## SOURCE
# # # # #
We wanted to give our photographers the opportunity to take us behind the scenes of some of our favorite shoots, from the bustling alleyways of Istanbul to a frozen tech utopia in Russia. 

As readers, we often get to see only the perfect shot that makes the final edit. For photographers, capturing the right images often takes months of planning and collaboration. With Rest of World’s focus on technology, many of our stories are happening inside an app or behind a screen, so we asked the photographers to help us understand how they approach their assignments and what they learned along the way.

Tomas Ayuso

Capturing the moments of humanity in the migrant caravans

Photographing “Misinformation and spam are rampant in Honduras’s migrant caravans.”
Tomas Ayuso for Rest of World

I have been covering the immigration beat for a while now. Still, when I learned that around 8,000 Hondurans were forming a caravan earlier this year, it blew me away. When you have these movements, it’s easy to focus on the mass — the vast humanity in motion. But with my work, I try to find the moments that happened in between without losing the story: thousands of Hondurans walking, hitchhiking on the backs of pickup trucks that look like they’re out of Mad Max, and doing anything they can to get to the United States.
# # # # #
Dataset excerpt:
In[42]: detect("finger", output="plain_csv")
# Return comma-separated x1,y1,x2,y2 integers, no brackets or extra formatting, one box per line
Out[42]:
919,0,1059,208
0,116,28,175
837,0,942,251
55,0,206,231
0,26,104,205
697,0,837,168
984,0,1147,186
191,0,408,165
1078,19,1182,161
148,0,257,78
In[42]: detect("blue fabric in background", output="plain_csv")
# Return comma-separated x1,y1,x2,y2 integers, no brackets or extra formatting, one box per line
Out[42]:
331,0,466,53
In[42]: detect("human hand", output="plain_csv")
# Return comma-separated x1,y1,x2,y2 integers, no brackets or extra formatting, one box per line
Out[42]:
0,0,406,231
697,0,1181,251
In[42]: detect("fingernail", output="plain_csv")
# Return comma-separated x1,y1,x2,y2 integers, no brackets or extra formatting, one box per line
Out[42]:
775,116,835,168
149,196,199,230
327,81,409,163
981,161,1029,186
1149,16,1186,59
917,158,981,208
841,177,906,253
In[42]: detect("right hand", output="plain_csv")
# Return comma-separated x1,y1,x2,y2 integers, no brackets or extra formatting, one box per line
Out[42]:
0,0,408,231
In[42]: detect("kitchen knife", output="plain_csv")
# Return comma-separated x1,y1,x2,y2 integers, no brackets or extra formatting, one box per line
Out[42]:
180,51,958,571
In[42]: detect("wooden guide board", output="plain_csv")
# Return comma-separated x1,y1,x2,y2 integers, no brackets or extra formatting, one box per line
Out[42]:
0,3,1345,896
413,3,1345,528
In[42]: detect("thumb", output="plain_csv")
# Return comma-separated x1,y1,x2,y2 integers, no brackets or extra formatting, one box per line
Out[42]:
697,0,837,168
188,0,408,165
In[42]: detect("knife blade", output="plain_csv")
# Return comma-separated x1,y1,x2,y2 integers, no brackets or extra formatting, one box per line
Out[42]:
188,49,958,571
# # # # #
## WRITTEN INSTRUCTION
Can you retype the part of the text on the photographers' behind-the-scenes work, starting at "Capturing the moments" and ending at "the United States."?

## EXPECTED ANSWER
Capturing the moments of humanity in the migrant caravans

Photographing “Misinformation and spam are rampant in Honduras’s migrant caravans.”
Tomas Ayuso for Rest of World

I have been covering the immigration beat for a while now. Still, when I learned that around 8,000 Hondurans were forming a caravan earlier this year, it blew me away. When you have these movements, it’s easy to focus on the mass — the vast humanity in motion. But with my work, I try to find the moments that happened in between without losing the story: thousands of Hondurans walking, hitchhiking on the backs of pickup trucks that look like they’re out of Mad Max, and doing anything they can to get to the United States.